Supplied text =>
____________

Trend traders (many of them - not all of them) don't even understand the language they are using. They are using language handed to them without understanding the mathematical, logical or physical constraints built into the language itself! That's what I find so funny. The only thing you can possible do is trade a Probability! Deluding one’s self into thinking that they are doing anything more or less than that, is what I find so amusing – LOL! Saying that one is trading something that in fact has not happened yet, is what I find amusing.

Projections and Predictions are all we have as traders and nothing more. Unless you can Regress time itself – which means engage in some sort of Time Travel to a point along the path of price itself, enter a trade from WITHIN the trend and then emerge at some point down-line in the “future” (which would not actually be the future anymore), then you are deluding yourself.

You did not know it before you made this post, but everything you are saying has to do with the Laws of Physics as we know them. In order for you to be able to trade that which does not exist, you would need to violate the Laws of Thermodynamics and specially the Laws of Entropy as it is prescribed for Energy and Mass. These are long standing rules of our physical universe that have NEVER been broken as far as we know.

____________

Set exercise 1 =>
According to the trading passage, what is the only thing a trader can possibly do?
The records have no connection to the trading passage.

____________

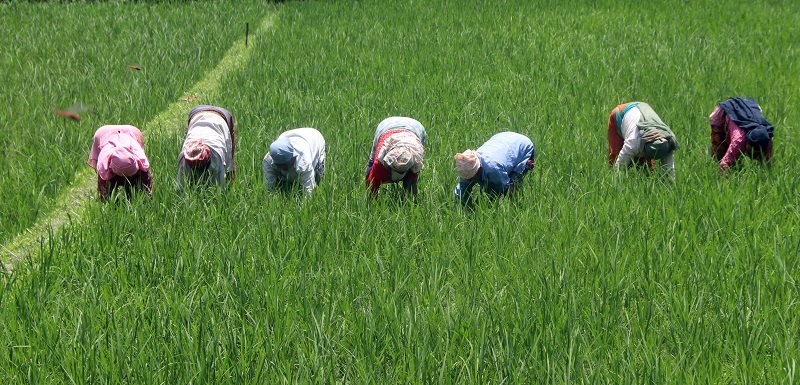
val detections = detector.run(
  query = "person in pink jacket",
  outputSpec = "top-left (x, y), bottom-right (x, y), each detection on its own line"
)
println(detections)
top-left (88, 125), bottom-right (153, 202)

____________

Set exercise 2 =>
Reproduce every line of the bounding-box records above, requests included, but multiply each coordinate in the answers by 0.2 and round it to a whole number, rounding halves up. Leave the pictures out of your output.

Final answer 1 =>
Trade a probability.

Final answer 2 =>
val detections = detector.run(
  query = "person in pink jacket",
  outputSpec = "top-left (x, y), bottom-right (x, y), each detection on its own line"
)
println(detections)
top-left (18, 25), bottom-right (31, 40)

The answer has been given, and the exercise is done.